'''

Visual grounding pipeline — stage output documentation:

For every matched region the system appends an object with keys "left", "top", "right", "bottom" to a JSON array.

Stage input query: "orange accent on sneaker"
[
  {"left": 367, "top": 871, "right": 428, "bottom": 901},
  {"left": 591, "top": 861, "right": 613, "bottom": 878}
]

'''

## Exercise details
Write out every item above line for line, changing nothing.

## Task result
Visual grounding pipeline — stage output documentation:

For every matched region the system appends an object with keys "left", "top", "right", "bottom" to a JSON array.

Stage input query: "orange accent on sneaker"
[
  {"left": 367, "top": 871, "right": 428, "bottom": 901},
  {"left": 591, "top": 861, "right": 613, "bottom": 878}
]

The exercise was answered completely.